SET EXERCISE —
Reproduce, word for word, the part of the closing costs text below that opens with the words containing "The SELLER customarily" and closes with "(specified in the contract)".

SELECTED PASSAGE —
═══

Closing Costs

The BUYER customarily pays for the following:

  • Lender’s title policy premiums
  • ½ of the escrow fee (On VA loans, the entire escrow fee must be paid by the seller)
  • Document preparation (if applicable)
  • Notary fees (if needed)
  • Recording charges for all documents that are in the buyers name
  • Homeowners’ association transfer fees
  • All new loan charges (except those required by the lender to be paid by the Seller)
  • Interest on the new loan from the date of the funding to 30 days prior to the first payment date
  • Hazard insurance premium for the first year
  • Home warranty (as specified in the contract)
  • All pre-paids

The SELLER customarily pays for the following:

  • Owners title policy premiums
  • Real Estate commission
  • ½ of the escrow fee (On VA loans, the entire escrow fee must be paid by the seller)
  • Any loan fees required by buyer’s lender (specified in the contract)
  • Payoff of all loans
  • Any interest that may have accrued to the lender being paid off, statement fees, reconveyance fees and any prepayment penalties
  • Termite report and any work required (as specified in the contract)
  • Home warranty (as specified in the contract)
  • Any judgments, tax liens, etc. against the seller
  • Recording charges to clear all documents of records against seller
  • Tax proration (for any taxes unpaid at the time of title transfer)
  • Any unpaid homeowners’ association dues
  • Any bonds or assessments (as specified in the contract)
  • Any and all delinquent taxes

The lists above are provided for reference only and are not necessarily all-inclusive.  All allowable or non-allowable fees may not be identified.

Closing costs explanations

Loan discount (points):  A one-time charge by a lender to adjust what they will earn on the loan so that the loan can be more easily sold to other financial institutions.  A “point” is equal to one percent of the mortgage loan amount.  For an example, if a lender charges four points on a $60,000 loan the total charge would be $2,400 ($60,000 X .04).

Credit report fee:  Before a lender will provide financing for a buyer they will want to determine the credit worthiness of the buyer.  The lender will order a credit report from a credit reporting agency and will use the information it obtains from that report in conjunction with information that was submitted with the loan application to determine credit worthiness.  The Credit Report Fee represents the cost associated with ordering a credit report from the credit-reporting agency.

═══

SUPPLIED INFORMATION —

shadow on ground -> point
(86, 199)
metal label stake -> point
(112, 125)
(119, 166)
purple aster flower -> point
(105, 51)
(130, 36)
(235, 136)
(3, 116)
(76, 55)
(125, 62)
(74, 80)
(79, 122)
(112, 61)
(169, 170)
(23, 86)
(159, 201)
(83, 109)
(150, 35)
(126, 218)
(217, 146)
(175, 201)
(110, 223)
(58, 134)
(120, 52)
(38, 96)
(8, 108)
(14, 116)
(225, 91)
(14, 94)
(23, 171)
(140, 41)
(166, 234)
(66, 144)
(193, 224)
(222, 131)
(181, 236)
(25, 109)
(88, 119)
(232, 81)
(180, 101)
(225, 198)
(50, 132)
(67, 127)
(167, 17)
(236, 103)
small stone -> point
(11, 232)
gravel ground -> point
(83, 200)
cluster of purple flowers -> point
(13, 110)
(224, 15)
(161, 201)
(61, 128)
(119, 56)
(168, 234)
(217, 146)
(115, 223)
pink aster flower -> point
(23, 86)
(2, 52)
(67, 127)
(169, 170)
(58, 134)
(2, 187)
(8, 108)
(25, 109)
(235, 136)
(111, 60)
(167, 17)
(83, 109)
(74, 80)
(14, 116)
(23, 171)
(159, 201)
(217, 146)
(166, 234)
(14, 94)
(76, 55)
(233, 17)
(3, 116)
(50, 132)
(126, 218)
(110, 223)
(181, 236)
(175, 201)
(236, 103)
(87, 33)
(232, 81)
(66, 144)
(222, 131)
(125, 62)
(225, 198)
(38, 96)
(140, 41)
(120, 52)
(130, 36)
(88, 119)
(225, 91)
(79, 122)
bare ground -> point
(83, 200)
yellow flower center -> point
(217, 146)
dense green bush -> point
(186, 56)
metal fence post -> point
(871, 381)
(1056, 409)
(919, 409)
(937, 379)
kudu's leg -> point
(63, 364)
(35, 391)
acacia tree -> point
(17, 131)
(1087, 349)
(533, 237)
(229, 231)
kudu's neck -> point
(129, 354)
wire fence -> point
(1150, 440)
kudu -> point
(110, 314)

═══

EXPECTED OUTPUT —
The SELLER customarily pays for the following:

  • Owners title policy premiums
  • Real Estate commission
  • ½ of the escrow fee (On VA loans, the entire escrow fee must be paid by the seller)
  • Any loan fees required by buyer’s lender (specified in the contract)